▸ **Cel zadania**:
Podaj w postaci listy JSON łańcuchów wiersze wpisów od samego początku do wiersza zawierającego „column 1423, row 319” włącznie, po jednym łańcuchu na wiersz i bez pustych wierszy. Obrazy pomiń.

▸ **Wpisy wybrane ze zbioru**:
######

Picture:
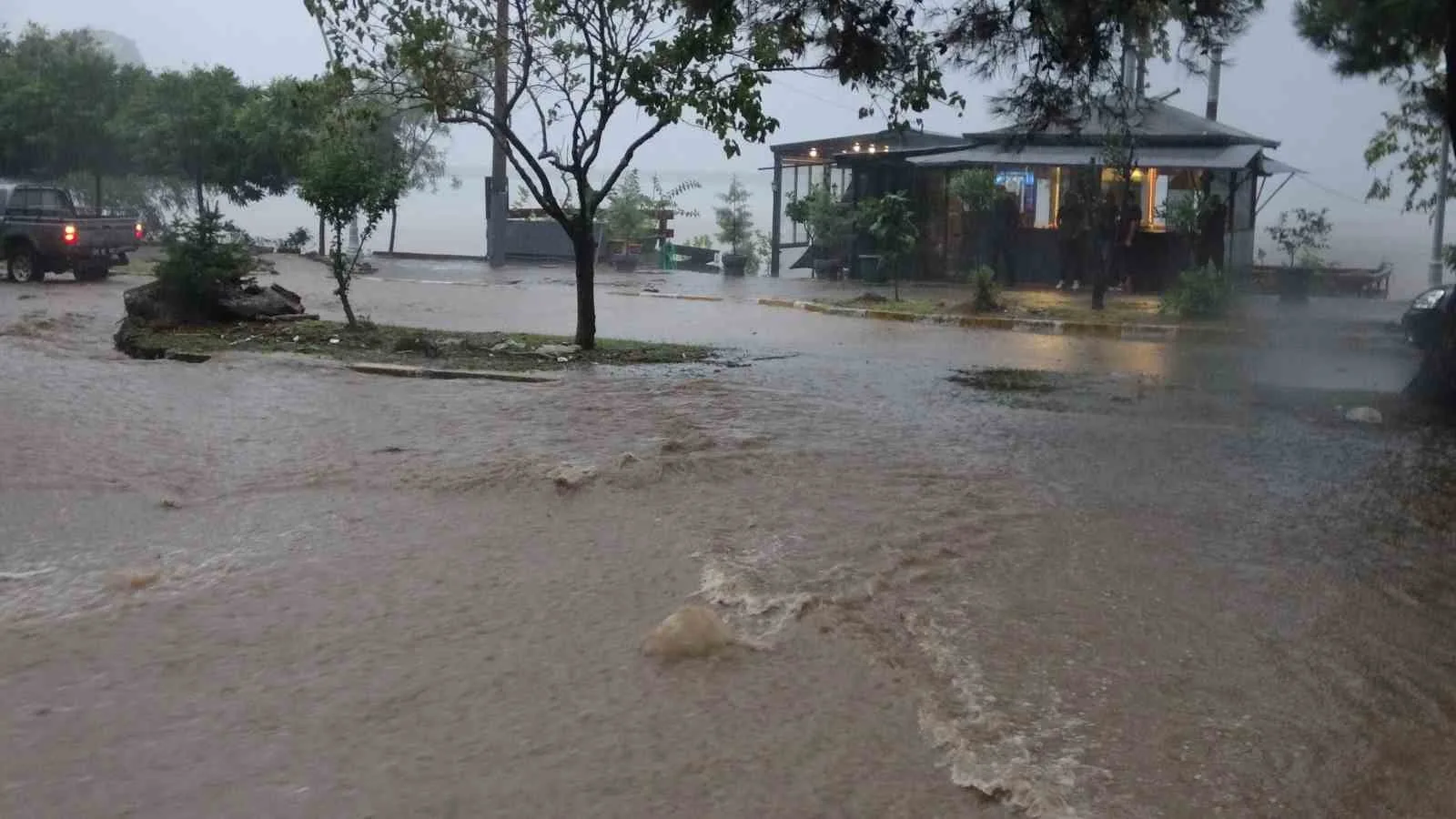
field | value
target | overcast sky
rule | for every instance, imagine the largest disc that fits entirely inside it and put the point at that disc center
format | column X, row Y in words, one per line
column 1276, row 86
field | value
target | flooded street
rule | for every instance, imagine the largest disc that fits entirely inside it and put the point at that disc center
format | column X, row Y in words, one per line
column 1172, row 584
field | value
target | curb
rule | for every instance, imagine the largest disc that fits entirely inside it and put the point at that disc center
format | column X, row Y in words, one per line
column 682, row 296
column 1040, row 327
column 400, row 370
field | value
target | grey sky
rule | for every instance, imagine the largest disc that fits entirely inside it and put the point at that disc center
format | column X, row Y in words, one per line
column 1276, row 86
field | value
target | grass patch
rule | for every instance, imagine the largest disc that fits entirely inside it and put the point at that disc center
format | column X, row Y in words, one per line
column 1031, row 305
column 875, row 302
column 1004, row 379
column 513, row 351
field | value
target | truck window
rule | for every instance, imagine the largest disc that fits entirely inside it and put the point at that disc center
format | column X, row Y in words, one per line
column 40, row 201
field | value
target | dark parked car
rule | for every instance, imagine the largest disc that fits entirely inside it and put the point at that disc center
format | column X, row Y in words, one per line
column 41, row 230
column 1423, row 319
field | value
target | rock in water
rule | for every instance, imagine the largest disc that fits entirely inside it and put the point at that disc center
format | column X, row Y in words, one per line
column 242, row 300
column 691, row 632
column 254, row 302
column 572, row 475
column 1365, row 416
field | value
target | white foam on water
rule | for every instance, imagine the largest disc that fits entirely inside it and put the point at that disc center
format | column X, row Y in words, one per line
column 985, row 751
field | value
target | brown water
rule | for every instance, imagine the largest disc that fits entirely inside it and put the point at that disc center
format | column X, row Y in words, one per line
column 371, row 599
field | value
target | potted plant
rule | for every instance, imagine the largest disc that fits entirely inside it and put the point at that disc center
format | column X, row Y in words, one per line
column 890, row 220
column 295, row 242
column 829, row 225
column 628, row 219
column 662, row 208
column 1184, row 216
column 734, row 228
column 1303, row 235
column 976, row 189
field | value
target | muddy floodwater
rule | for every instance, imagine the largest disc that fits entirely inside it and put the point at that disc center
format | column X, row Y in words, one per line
column 267, row 586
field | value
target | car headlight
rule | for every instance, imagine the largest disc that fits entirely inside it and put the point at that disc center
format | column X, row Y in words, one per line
column 1429, row 299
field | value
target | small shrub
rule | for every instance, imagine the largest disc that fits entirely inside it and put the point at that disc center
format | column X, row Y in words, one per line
column 296, row 241
column 985, row 290
column 198, row 259
column 1200, row 293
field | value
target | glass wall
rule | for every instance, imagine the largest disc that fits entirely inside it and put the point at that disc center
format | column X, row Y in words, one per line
column 797, row 181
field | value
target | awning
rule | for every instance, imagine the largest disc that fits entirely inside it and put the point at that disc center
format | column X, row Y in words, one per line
column 1213, row 157
column 1273, row 167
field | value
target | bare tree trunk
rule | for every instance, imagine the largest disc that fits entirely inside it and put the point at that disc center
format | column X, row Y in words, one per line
column 586, row 248
column 341, row 276
column 1436, row 380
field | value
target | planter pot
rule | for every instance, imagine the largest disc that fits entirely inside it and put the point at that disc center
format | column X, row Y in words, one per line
column 870, row 268
column 1293, row 285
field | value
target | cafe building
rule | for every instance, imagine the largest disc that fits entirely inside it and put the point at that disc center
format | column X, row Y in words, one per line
column 1174, row 155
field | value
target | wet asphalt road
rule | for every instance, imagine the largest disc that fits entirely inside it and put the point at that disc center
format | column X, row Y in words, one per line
column 1167, row 588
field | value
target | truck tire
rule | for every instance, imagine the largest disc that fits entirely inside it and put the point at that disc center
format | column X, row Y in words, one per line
column 22, row 264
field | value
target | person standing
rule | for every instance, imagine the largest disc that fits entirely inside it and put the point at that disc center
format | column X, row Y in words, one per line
column 1212, row 222
column 1106, row 230
column 1072, row 235
column 1005, row 222
column 1128, row 220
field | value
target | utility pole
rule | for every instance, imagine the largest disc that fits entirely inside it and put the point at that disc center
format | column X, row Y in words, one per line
column 1439, row 234
column 499, row 198
column 1215, row 69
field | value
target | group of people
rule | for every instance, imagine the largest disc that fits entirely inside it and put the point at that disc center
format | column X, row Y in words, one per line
column 1106, row 234
column 1099, row 234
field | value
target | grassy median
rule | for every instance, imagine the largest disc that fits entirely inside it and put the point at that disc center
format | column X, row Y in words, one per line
column 513, row 351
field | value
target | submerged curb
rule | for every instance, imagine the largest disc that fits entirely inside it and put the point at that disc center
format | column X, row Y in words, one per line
column 1041, row 327
column 682, row 296
column 402, row 370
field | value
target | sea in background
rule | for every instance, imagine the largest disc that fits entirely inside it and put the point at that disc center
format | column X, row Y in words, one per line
column 451, row 220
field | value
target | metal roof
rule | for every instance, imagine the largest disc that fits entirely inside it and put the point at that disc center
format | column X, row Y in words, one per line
column 1152, row 157
column 1154, row 121
column 895, row 138
column 1273, row 167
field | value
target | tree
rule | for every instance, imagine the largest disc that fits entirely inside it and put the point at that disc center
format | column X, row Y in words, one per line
column 734, row 225
column 625, row 210
column 1307, row 234
column 574, row 69
column 417, row 133
column 1412, row 137
column 203, row 126
column 1414, row 43
column 351, row 171
column 58, row 109
column 1373, row 40
column 976, row 188
column 829, row 223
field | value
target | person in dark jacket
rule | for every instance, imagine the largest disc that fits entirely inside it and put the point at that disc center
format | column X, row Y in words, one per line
column 1128, row 219
column 1005, row 220
column 1072, row 237
column 1212, row 223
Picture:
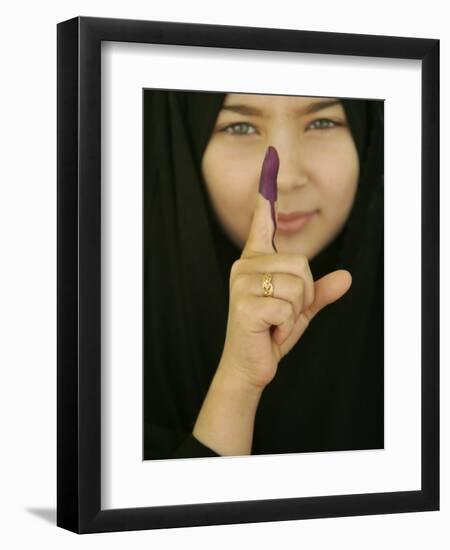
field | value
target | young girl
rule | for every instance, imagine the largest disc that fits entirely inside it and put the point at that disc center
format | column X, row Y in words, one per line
column 263, row 320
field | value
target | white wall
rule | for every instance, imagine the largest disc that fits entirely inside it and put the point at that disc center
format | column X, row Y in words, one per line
column 28, row 271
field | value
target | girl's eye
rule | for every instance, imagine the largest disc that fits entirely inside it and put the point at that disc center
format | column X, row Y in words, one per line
column 240, row 129
column 322, row 124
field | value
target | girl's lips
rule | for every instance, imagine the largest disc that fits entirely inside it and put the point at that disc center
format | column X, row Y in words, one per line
column 293, row 222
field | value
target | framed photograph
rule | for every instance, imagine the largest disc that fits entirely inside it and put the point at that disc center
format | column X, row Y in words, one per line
column 248, row 274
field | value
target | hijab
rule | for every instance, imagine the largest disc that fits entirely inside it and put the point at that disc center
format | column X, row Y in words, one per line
column 328, row 390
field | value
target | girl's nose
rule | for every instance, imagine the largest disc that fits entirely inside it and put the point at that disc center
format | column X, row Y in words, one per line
column 292, row 171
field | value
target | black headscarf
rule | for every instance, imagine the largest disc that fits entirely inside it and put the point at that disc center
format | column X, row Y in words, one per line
column 328, row 390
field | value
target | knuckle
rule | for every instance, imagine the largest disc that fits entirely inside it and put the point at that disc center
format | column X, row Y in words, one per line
column 235, row 268
column 240, row 282
column 303, row 261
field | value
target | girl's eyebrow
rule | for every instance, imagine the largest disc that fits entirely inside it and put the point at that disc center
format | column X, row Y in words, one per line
column 311, row 108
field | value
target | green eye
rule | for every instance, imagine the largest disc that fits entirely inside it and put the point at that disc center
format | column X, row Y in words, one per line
column 322, row 124
column 239, row 129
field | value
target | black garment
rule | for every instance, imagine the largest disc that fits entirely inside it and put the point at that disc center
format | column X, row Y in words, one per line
column 328, row 390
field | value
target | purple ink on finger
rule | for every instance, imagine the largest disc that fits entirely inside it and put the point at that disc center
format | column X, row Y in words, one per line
column 268, row 183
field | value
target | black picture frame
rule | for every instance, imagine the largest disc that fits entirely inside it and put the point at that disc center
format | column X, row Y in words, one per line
column 79, row 280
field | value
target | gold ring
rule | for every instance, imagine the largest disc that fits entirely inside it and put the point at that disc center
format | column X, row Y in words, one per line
column 267, row 284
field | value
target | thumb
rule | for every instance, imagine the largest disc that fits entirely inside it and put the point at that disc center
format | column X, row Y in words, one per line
column 327, row 290
column 262, row 230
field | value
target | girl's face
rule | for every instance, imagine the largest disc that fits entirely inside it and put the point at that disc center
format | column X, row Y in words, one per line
column 318, row 171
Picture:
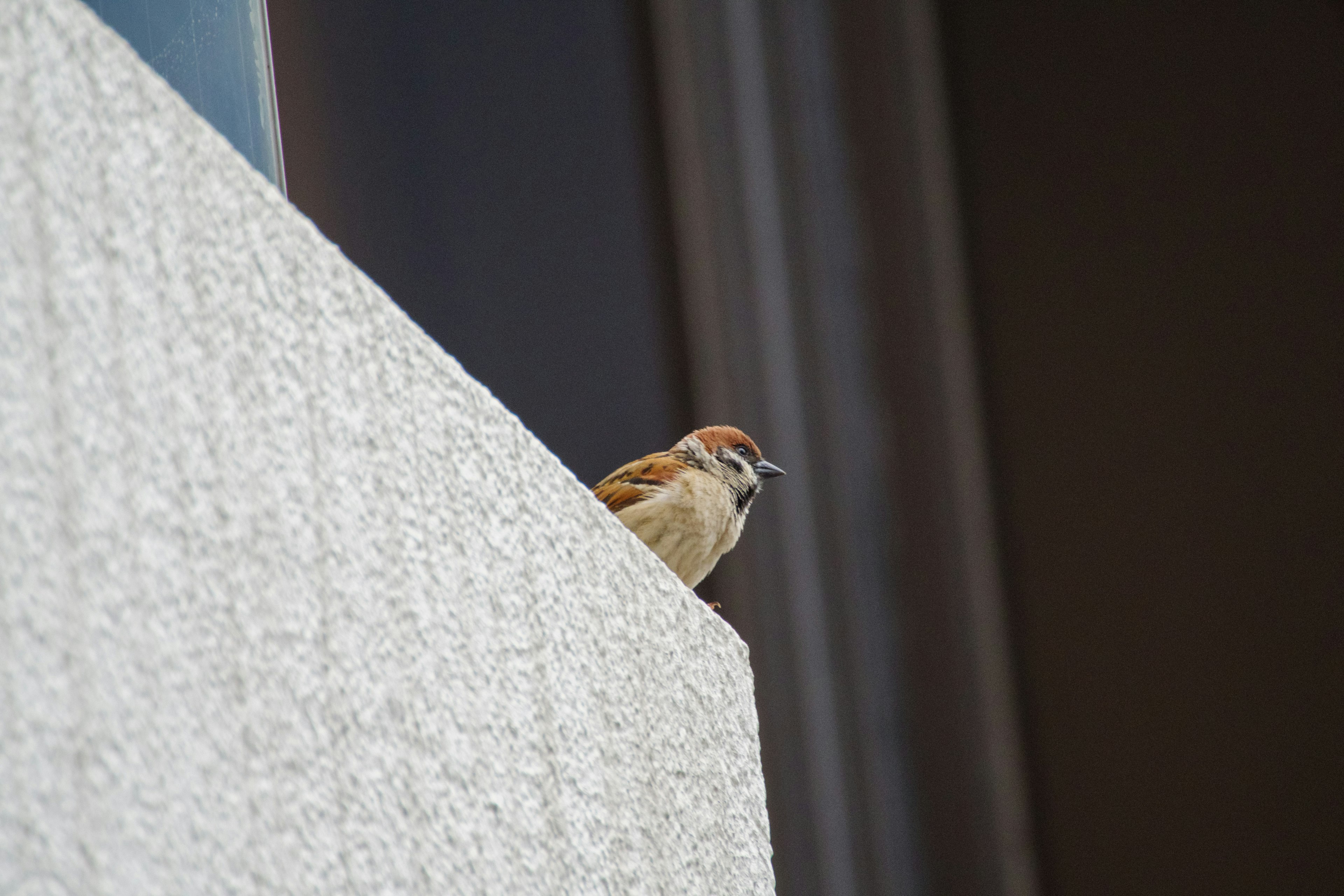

######

▸ **Oczekiwany wynik**:
[
  "Picture:",
  "field | value",
  "target | overcast sky",
  "rule | for every instance, imagine the largest disc that fits entirely inside it and put the point at that disc center",
  "format | column X, row Y in words, one per line",
  "column 1276, row 86",
  "field | value",
  "target | flooded street",
  "rule | for every instance, imagine the largest disc that fits entirely inside it and put the point at that disc center",
  "format | column X, row Y in words, one per line",
  "column 1172, row 584",
  "field | value",
  "target | curb",
  "rule | for every instance, imagine the largest disc that fits entirely inside it and put the point at that disc center",
  "format | column X, row Y in words, one per line",
  "column 682, row 296",
  "column 1040, row 327",
  "column 400, row 370",
  "field | value",
  "target | grey sky",
  "rule | for every instance, imagine the largest disc that fits entirely inside it and put the point at that disc center",
  "format | column X, row Y in words, one per line",
  "column 1276, row 86",
  "field | value",
  "target | grass patch",
  "rule | for every instance, imagine the largest disc that fits entirely inside it and put the point at that disc center",
  "format | column X, row Y in words, one per line",
  "column 1031, row 305",
  "column 875, row 302",
  "column 1004, row 379",
  "column 513, row 351",
  "field | value",
  "target | truck window",
  "rule | for every instance, imagine the largest disc that fits entirely inside it and put the point at that disc center",
  "format | column X, row Y in words, one per line",
  "column 40, row 201",
  "field | value",
  "target | dark parked car",
  "rule | for every instance, imagine the largest disc that fits entirely inside it and put the point at that disc center",
  "format | column X, row Y in words, one per line",
  "column 41, row 230",
  "column 1423, row 319"
]